(Listado de datos)
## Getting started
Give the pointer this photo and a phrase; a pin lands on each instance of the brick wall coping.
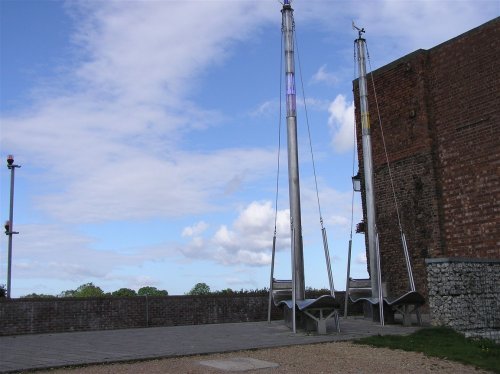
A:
(461, 259)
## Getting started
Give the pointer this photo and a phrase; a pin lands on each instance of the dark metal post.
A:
(9, 226)
(293, 160)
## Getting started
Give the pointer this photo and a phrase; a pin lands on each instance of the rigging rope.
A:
(383, 140)
(308, 131)
(279, 139)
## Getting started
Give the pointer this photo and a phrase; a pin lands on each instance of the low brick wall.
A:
(465, 294)
(34, 316)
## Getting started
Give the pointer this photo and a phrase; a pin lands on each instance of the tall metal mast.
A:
(9, 225)
(368, 169)
(293, 160)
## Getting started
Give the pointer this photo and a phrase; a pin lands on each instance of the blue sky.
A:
(147, 132)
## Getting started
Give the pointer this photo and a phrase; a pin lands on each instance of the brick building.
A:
(440, 112)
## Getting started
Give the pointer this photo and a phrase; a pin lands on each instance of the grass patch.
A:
(445, 343)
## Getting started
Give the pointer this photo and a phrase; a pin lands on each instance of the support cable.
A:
(323, 229)
(403, 237)
(349, 250)
(273, 255)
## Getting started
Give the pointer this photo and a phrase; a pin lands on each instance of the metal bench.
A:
(406, 305)
(320, 310)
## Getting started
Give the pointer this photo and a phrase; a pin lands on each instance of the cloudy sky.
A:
(148, 132)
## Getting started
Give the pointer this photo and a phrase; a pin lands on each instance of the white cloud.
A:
(196, 229)
(341, 123)
(323, 76)
(53, 250)
(112, 141)
(361, 258)
(249, 239)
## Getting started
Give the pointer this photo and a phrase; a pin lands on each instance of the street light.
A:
(356, 182)
(9, 225)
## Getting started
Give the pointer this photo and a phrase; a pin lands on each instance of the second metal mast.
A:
(293, 160)
(368, 170)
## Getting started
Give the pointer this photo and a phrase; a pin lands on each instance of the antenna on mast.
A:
(360, 30)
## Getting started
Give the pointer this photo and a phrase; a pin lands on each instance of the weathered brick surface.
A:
(34, 316)
(440, 112)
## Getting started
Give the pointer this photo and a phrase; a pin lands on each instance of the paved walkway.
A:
(25, 352)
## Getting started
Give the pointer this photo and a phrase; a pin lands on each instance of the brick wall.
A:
(34, 316)
(20, 316)
(440, 113)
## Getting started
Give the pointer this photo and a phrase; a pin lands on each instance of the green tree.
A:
(36, 296)
(151, 291)
(85, 290)
(200, 289)
(124, 292)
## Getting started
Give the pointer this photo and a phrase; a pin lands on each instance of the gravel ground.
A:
(339, 357)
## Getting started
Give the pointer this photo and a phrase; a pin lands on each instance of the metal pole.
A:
(368, 168)
(293, 162)
(328, 262)
(346, 301)
(11, 166)
(269, 307)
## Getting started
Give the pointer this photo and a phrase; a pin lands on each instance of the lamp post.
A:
(356, 183)
(9, 225)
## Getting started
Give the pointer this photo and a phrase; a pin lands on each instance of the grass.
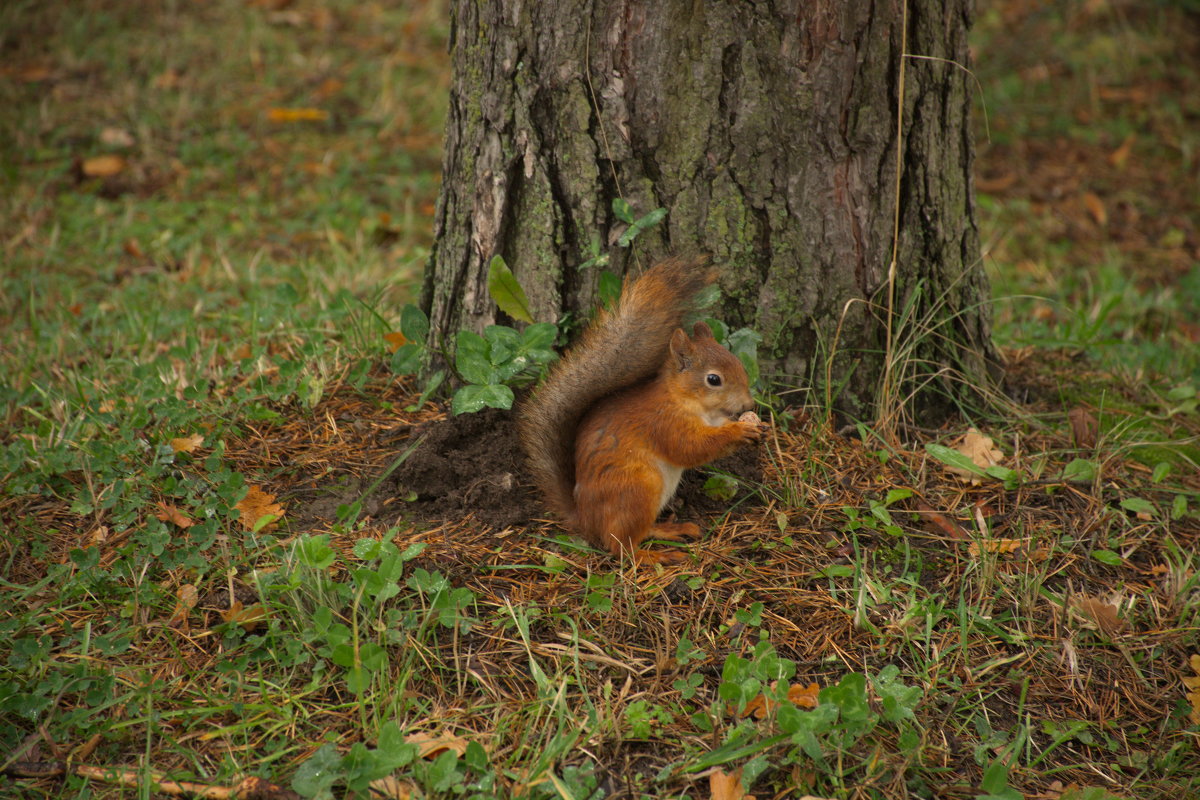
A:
(876, 629)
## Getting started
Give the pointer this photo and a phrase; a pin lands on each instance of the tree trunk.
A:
(768, 131)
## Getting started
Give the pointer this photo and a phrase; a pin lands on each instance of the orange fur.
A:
(630, 408)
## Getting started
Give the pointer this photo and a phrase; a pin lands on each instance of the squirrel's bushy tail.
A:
(619, 348)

- Objetivo del ejercicio: Localiza cada línea de las entradas que contenga la palabra "wall" y cópiala tal cual, teniendo en cuenta que las mayúsculas y minúsculas cuentan.

- La respuesta:
Give the pointer this photo and a phrase; a pin lands on each instance of the brick wall coping.
Give the pointer this photo and a phrase; a pin lands on each instance of the low brick wall.
Give the pointer this photo and a phrase; a pin lands on each instance of the brick wall.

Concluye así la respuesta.